■ Данный отрывок:
⁂

Длящийся ужас: Герман Клаазен, «Шествие на праздник Тела Христова», Кёльн, 1945 год. Если присмотреться, то можно увидеть фотографический трюк: изображение собрано из двух кадров, а центральная часть повторена дважды


Ощущение, что руины показывают подлинное лицо мира, возникало у многих. Они ходили по разрушенным городам и делали «снимки-предостережения». Они, конечно, хотели отобразить тот ужас, который сами испытали при виде зловещих картин. Но даже такой апокалиптический пейзаж, как разбомбленный, черный, обугленный Дрезден, не останавливал людей в их честолюбивых попытках извлечь из этого зрелища еще больше инфернального, чем оно и без того в себе заключало. В полуразрушенном здании Академии художеств был случайно найден скелет, служивший учебным пособием в натурных классах. Этот скелет – сам по себе весьма оригинальное зрелище среди развалин – производил особенно зловещее впечатление, потому что был механическим и мог изображать бег на месте или резко выбрасывать вперед ногу, словно за ним гнался сам дьявол.

Фотограф Эдмунд Кестинг поставил скелет таким образом, что казалось, будто он танцует среди развалин. А его коллега Рихард Петер растопырил ему руки и ноги, чтобы получился своего рода образ смерти, собирающей свою законную дань.

Разумеется, оба фотографа понимали, что впечатление от зрелища уничтоженного Дрездена не нуждается в усилении, но в пылу профессионального азарта не смогли побороть соблазн сделать снимок еще более эффектным с помощью разных фокусов.

⁂

■ Предоставленные записи:
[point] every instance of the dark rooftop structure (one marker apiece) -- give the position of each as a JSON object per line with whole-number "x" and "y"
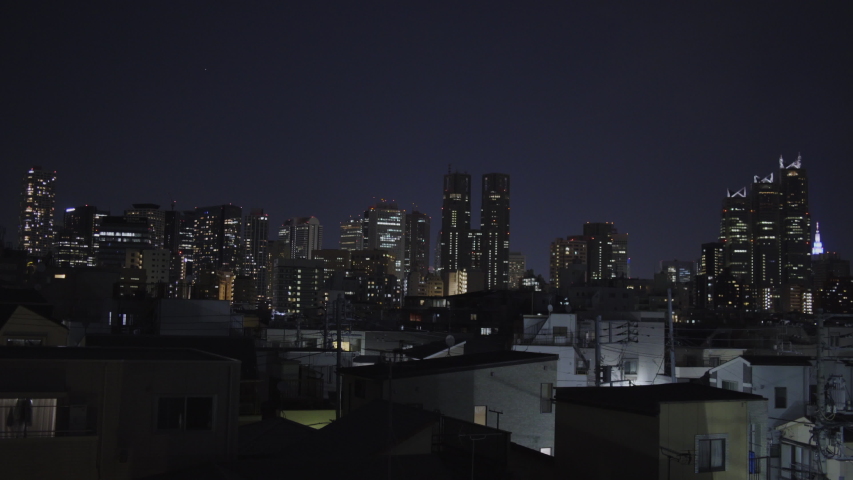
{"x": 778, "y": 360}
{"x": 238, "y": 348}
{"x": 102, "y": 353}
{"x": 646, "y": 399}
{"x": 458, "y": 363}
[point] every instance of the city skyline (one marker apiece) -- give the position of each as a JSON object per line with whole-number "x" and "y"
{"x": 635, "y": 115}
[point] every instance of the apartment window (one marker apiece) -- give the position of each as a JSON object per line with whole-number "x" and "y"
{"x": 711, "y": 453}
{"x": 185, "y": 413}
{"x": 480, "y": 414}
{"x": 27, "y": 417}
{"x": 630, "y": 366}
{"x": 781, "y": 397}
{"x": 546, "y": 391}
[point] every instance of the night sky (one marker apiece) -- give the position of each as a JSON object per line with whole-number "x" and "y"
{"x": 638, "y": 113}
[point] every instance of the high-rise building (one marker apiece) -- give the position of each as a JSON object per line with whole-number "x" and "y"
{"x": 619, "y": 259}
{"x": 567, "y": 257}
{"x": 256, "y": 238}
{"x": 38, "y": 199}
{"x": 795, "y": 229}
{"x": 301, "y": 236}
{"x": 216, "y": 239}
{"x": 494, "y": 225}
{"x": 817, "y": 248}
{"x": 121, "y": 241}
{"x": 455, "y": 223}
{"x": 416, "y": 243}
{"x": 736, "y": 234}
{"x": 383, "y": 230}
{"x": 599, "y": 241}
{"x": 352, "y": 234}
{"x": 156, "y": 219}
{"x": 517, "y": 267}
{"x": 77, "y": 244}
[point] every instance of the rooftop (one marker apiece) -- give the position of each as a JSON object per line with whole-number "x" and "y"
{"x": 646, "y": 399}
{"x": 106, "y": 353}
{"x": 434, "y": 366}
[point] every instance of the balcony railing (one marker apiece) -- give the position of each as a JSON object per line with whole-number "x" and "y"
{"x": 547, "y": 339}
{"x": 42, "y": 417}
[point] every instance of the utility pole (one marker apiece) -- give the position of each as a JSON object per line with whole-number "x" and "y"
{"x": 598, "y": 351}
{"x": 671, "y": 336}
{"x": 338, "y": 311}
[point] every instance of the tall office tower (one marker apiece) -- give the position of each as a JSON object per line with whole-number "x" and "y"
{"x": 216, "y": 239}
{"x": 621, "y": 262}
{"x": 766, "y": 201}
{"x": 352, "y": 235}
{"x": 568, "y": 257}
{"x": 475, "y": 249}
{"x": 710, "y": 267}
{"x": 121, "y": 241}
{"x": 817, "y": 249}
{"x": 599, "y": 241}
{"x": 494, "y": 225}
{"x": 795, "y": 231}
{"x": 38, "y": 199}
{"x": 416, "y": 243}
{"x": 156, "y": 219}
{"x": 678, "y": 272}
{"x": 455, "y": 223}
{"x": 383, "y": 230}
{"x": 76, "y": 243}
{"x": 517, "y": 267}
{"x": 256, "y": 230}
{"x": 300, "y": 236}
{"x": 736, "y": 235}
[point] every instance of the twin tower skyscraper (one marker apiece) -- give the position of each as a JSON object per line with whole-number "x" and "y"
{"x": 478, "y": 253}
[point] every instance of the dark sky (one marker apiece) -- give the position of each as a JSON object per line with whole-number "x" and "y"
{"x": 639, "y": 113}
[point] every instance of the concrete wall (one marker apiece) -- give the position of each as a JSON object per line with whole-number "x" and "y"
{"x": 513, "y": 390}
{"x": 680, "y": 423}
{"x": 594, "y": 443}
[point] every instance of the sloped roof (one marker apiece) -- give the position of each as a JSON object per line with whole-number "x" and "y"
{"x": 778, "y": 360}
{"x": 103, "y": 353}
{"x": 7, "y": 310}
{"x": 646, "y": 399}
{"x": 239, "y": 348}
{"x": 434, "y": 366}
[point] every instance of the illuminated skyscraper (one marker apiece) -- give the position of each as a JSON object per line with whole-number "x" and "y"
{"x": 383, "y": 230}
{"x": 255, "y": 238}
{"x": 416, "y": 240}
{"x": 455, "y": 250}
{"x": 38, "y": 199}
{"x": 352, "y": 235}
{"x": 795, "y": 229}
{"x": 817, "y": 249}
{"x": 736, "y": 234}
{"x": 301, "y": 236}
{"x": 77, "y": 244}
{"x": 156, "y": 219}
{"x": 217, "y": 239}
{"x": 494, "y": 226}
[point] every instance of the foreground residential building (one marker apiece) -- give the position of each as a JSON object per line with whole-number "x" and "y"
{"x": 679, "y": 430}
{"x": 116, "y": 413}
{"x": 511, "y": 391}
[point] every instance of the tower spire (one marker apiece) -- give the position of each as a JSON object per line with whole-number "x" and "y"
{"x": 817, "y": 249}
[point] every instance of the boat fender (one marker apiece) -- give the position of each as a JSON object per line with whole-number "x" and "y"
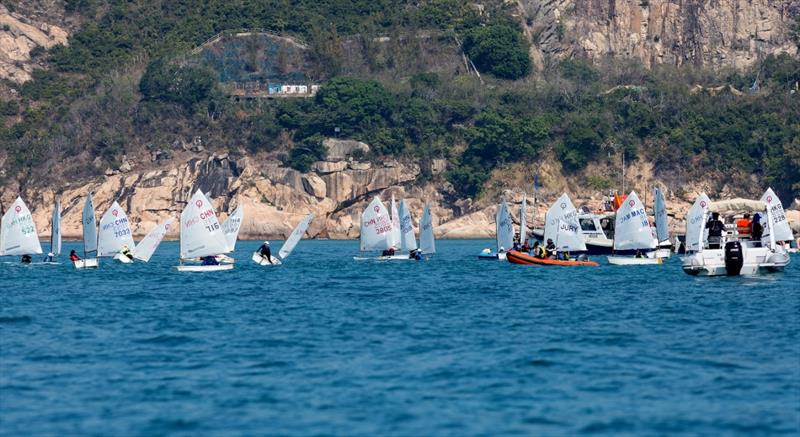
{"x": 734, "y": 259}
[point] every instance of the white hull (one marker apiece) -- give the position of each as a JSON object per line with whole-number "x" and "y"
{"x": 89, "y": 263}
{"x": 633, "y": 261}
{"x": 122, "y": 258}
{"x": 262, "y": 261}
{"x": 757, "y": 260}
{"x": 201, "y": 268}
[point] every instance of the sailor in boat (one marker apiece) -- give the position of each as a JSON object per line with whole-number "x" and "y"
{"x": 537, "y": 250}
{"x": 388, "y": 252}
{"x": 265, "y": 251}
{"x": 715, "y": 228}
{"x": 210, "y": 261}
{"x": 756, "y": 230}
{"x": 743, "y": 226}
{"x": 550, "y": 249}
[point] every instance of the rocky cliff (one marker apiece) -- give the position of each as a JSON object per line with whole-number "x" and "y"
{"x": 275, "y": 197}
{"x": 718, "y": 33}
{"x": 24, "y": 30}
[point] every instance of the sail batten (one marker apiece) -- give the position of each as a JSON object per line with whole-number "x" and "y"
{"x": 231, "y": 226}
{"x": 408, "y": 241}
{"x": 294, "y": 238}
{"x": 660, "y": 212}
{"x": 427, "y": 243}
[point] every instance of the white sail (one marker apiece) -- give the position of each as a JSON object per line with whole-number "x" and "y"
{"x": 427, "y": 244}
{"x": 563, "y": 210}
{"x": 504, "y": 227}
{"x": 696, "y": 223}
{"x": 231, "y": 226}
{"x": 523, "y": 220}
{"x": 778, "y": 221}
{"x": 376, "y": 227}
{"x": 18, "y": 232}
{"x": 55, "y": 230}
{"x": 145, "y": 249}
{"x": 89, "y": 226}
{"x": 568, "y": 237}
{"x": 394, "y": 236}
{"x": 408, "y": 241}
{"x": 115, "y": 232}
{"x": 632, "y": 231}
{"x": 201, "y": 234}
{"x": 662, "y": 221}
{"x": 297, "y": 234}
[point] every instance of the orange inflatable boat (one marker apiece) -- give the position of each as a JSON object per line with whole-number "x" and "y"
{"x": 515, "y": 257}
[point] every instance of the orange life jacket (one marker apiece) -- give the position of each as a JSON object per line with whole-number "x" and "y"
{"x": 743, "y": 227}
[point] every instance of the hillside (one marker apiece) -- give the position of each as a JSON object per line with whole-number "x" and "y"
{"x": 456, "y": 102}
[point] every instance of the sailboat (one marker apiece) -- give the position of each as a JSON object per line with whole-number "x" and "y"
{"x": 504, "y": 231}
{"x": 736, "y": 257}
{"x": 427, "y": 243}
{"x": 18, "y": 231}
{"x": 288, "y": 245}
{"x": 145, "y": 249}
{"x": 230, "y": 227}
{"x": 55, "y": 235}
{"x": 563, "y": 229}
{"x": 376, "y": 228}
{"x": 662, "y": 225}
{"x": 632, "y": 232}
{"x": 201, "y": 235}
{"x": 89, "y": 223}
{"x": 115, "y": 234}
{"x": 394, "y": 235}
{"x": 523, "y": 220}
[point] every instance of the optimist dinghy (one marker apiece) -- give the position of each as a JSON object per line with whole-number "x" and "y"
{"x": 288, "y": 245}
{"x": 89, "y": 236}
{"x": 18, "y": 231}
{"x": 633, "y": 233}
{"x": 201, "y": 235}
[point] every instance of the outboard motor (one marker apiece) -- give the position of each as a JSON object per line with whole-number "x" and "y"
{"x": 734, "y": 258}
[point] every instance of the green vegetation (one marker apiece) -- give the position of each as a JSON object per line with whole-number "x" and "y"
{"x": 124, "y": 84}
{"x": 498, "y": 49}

⁂

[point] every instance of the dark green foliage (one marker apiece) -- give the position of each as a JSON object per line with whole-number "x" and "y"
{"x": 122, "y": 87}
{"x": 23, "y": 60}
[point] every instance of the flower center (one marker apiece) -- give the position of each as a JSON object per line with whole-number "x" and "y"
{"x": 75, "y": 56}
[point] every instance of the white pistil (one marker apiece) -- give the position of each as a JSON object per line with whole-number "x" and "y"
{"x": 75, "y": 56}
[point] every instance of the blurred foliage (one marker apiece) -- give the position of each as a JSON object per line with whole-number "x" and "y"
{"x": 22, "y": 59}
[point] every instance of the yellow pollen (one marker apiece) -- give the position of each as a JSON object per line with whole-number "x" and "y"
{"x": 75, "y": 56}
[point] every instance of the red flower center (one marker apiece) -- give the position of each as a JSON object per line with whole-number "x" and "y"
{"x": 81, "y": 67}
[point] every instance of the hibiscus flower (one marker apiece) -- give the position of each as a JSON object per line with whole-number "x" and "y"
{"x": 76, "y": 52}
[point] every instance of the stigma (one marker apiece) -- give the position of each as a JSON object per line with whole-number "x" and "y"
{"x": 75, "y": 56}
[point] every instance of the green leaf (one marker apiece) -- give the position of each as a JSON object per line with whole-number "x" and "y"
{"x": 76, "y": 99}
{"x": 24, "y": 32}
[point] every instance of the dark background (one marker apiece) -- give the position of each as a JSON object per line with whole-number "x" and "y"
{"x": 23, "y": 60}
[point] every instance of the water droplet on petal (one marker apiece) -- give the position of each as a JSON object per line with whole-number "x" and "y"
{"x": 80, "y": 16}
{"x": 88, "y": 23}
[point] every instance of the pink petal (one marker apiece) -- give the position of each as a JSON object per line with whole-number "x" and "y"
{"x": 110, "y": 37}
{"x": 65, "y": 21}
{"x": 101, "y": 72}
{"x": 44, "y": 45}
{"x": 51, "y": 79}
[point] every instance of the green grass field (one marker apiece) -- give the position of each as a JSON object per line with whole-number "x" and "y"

⁂

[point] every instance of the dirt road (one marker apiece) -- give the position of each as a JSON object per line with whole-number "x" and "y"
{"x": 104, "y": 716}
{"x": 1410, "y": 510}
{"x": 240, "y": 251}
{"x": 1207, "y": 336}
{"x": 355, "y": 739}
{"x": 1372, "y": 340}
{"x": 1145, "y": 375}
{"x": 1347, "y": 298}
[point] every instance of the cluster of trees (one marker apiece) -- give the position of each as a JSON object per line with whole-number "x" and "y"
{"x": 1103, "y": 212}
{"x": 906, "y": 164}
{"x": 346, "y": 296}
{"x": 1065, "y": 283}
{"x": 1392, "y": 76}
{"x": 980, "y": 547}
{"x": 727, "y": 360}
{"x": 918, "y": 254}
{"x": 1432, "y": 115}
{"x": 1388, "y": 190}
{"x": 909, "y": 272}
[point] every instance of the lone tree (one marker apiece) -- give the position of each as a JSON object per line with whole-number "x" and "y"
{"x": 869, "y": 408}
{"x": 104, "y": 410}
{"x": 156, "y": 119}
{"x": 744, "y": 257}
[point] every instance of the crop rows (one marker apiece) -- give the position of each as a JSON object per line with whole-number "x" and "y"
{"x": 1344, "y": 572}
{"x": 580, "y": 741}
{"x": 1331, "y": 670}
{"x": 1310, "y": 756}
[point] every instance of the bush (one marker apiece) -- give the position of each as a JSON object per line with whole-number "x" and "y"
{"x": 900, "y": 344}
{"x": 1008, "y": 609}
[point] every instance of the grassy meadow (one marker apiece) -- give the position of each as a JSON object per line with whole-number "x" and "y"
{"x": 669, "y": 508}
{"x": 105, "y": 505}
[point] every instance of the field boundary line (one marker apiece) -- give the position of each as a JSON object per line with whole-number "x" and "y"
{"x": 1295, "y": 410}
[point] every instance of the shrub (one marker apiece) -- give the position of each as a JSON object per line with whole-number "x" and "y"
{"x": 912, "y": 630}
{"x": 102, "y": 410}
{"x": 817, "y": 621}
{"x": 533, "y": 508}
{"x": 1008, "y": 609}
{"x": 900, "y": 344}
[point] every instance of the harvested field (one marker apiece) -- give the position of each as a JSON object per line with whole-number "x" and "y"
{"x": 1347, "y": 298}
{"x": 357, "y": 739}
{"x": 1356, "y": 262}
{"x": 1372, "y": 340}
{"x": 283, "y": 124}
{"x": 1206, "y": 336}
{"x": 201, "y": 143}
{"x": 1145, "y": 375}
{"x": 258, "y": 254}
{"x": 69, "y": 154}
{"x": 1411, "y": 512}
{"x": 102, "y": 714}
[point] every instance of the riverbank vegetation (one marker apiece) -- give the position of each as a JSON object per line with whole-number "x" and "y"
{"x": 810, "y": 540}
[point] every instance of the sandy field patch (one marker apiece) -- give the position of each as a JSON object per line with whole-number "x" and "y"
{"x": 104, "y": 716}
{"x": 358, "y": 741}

⁂

■ Короткое упражнение A: Назовите всех фотографов, которые упомянуты по имени в отрывке о снимках разрушенных городов.
■ Короткое упражнение B: Перепишите слово в слово отрезок записей от строки с «[point] every instance of the dark background» до строки с «[point] every instance of the green grass», включая обе эти строки.

■ Решение задания A:
Герман Клаазен
Эдмунд Кестинг
Рихард Петер

■ Решение задания B:
[point] every instance of the dark background (one marker apiece) -- give the position of each as a JSON object per line with whole-number "x" and "y"
{"x": 23, "y": 60}
[point] every instance of the water droplet on petal (one marker apiece) -- give the position of each as a JSON object per line with whole-number "x" and "y"
{"x": 80, "y": 16}
{"x": 88, "y": 23}
[point] every instance of the pink petal (one marker apiece) -- give the position of each as a JSON object per line with whole-number "x" and "y"
{"x": 110, "y": 37}
{"x": 65, "y": 21}
{"x": 101, "y": 72}
{"x": 44, "y": 45}
{"x": 51, "y": 79}
[point] every instance of the green grass field (one marker apiece) -- give the position of each as a JSON object per line with whole-number "x" and "y"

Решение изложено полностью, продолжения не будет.